§ CHALLENGE
Recast the items below as a Markdown table with the columns "Number" and "Line": number each line and skip blank lines. Leave the pictures out.

─── INFORMATION PROVIDED ───

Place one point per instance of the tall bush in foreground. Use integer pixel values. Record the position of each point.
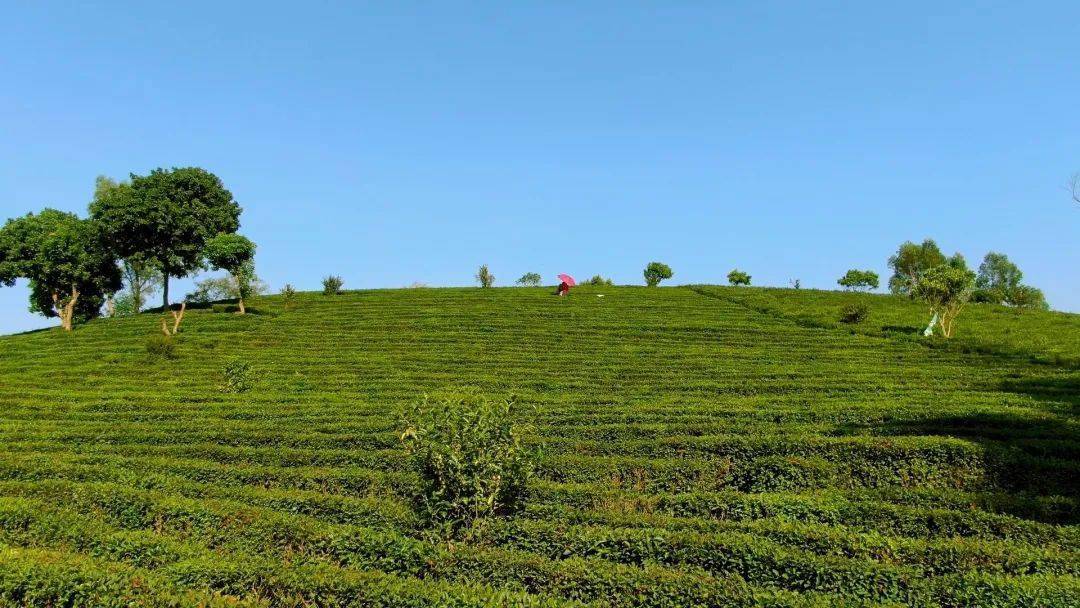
(738, 278)
(529, 280)
(470, 459)
(656, 272)
(946, 288)
(484, 277)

───

§ RESULT
| Number | Line |
|---|---|
| 1 | Place one point per instance of the tall bush in foreground. Use integer pixel values. Record the position of each point. |
| 2 | (738, 278) |
| 3 | (529, 280) |
| 4 | (470, 459) |
| 5 | (656, 272) |
| 6 | (946, 288) |
| 7 | (484, 277) |